-- Aim of the task --
Reproduce every line of the records below without changing anything.

-- Extracted records --
════

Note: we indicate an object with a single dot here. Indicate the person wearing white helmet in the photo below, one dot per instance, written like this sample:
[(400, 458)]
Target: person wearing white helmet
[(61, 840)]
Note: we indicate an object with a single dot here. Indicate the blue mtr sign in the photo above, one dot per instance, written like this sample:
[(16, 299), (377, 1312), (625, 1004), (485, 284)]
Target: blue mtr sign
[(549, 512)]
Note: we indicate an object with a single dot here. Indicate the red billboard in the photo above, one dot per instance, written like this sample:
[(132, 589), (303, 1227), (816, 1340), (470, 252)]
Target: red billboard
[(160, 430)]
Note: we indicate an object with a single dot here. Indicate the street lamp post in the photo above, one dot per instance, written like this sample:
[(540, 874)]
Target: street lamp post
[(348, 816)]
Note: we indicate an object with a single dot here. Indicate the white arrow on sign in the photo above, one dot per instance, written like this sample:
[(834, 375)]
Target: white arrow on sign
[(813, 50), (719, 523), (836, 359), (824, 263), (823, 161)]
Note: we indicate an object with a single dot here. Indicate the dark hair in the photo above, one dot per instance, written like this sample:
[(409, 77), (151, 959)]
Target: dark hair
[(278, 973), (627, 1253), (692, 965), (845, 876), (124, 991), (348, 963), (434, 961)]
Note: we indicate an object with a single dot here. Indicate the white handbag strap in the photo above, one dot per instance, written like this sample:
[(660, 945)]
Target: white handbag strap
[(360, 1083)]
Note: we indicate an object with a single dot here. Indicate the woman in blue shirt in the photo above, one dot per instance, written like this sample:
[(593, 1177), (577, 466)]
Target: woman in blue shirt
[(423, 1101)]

════

-- Complete output --
Note: we indicate an object with a single dot here. Indicate the person wearing white helmet in the photo below, one dot per instance, written like this sample:
[(400, 458)]
Target: person wearing white helmet
[(61, 840)]
Note: we indicate an object with a single dot here. Indicate the blue mtr sign in the photo above, one dot per instance, written like this sample:
[(16, 299), (377, 1312), (625, 1004), (485, 284)]
Target: blue mtr sign
[(549, 512)]
Note: we indicate an object with a single dot here. Indicate the red billboard in the photo above, one dot per instance, written like this sample:
[(132, 589), (303, 1227), (816, 1340), (470, 252)]
Target: red billboard
[(160, 430)]
Note: we indicate an object with a single dot here. Indicate the street lamp post in the photo above, one dot per instance, written like this sample:
[(540, 874)]
Target: street lamp post
[(348, 816)]
Note: we indicate an object with a single dot here. Indicate the white arrow on sign in the photo above, one dot per instance, written like this sample:
[(834, 375)]
Target: white arrow on sign
[(813, 50), (719, 523), (836, 359), (824, 263), (823, 161)]
Note: we indicate an object with a single dot here. Indicate the dark hair in the photo above, one dot per instance, written like this sample:
[(409, 77), (151, 959)]
Target: dark hair
[(278, 973), (627, 1253), (692, 965), (845, 876), (124, 991), (348, 963), (434, 961)]
Note: we indicate an object with a single dot here. Indicate the white handbag strap in the photo above, one dot per instance, written like this sample:
[(660, 945)]
Target: white handbag strap
[(360, 1083)]
Note: we indicate an object with a single dot here. Indicate the woman in blue shirt in the photo above, one dot per instance, written like this sample:
[(593, 1177), (577, 466)]
Target: woman in blue shirt
[(423, 1101)]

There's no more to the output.